*Set of tasks:*
A. In the text about Henk Otte, what title was Henk given after being declared the reincarnation of Patty's grandfather?
B. Carry on the text about Henk Otte after its last sentence.

─── Given passage ───

Henk Otte is quite a character. A middle-aged, unemployed Dutchman living on disability, he also happens to be – once a year, anyway – a regally attired chief in the West African country of Ghana.

1982 was when Henk met Patty, a pretty woman from Mepe, a village of 300,000 near the Togo border. They married and settled in Amsterdam. Some years later, Henk was involved in a near-fatal construction accident. But his fortunes took a turn for the better when he and Patty went on a trip to her hometown: Henk was declared the reincarnation of Patty’s grandfather. Soon after, Henk found himself with a new title: Togbe Ferdinand Gapketor II. As one observer says in the wonderful documentary “Togbe”: “It’s a gender-reversed fairytale.”

As a link to the Europe’s white world of resources and funds, Henk is a valuable asset to Mepe. As Chief of Development, he works tirelessly to collect donations, medical supplies and other benefits, and generally raise the profile of this impoverished village. But he’s also, for all his genial goofiness, a controversial figure. Even the reincarnation angle is contested by some: the citizens of Mepe (or at least the tribal chiefs who speak for them) don’t officially believe in it. They want to be perceived as a progressive people, though Christian missionaries have long had their way with the place – “forced their religion on us,” in Henk’s words. One of the film’s great oddities is a montage of Mepe’s storefront signs: “Vote For Jesus,” “Everything By God Motors,” “Jesus Never Fails Enterprises,” “Be With The Lord Metal and Gas” and best of all, “God Is Greater Than Any Problem Fashion Center.”

─── Record excerpts ───

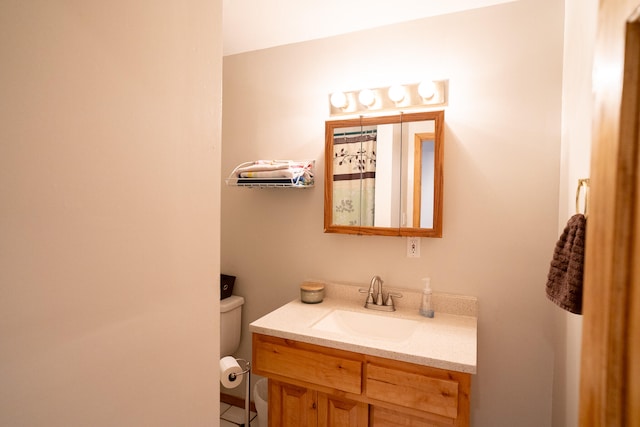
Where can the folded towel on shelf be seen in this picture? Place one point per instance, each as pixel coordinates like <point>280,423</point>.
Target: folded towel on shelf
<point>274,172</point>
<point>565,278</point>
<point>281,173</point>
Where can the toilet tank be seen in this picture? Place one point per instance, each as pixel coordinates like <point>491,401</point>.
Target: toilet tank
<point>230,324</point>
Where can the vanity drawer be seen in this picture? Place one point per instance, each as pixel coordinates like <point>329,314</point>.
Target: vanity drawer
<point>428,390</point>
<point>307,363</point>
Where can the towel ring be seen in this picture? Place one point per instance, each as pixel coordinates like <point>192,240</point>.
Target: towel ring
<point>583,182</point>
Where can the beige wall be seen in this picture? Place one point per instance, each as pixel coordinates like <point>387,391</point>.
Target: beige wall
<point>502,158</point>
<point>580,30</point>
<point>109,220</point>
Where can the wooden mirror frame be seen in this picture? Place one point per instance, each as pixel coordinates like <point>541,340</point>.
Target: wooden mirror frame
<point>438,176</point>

───

*Answers:*
A. Togbe Ferdinand Gapketor II.

B.
“Togbe” is a fast-paced and fascinating portrait of one man, a funny sort of man at that. But the film also provides a look at a country, a people and a culture that we see all too little of. Ghana is an entire world which we know – and, quite frankly, care – almost nothing about. In sometimes grim, always poor surroundings, the people of Mepe wear riots of color in their traditional dress, with music and dancing ever present. They find joy where they can, and they are rightly proud. They enrich Henk, and he them.

The story builds to a celebratory parade in the streets of Mepe, with Henk and his princess of a wife marching among the people. Another observer, an African journalist, remarks that the look on Henk’s face is often a mix of “confused bewilderment and spiritual contentment.” An unusual combination – but not a bad way to be.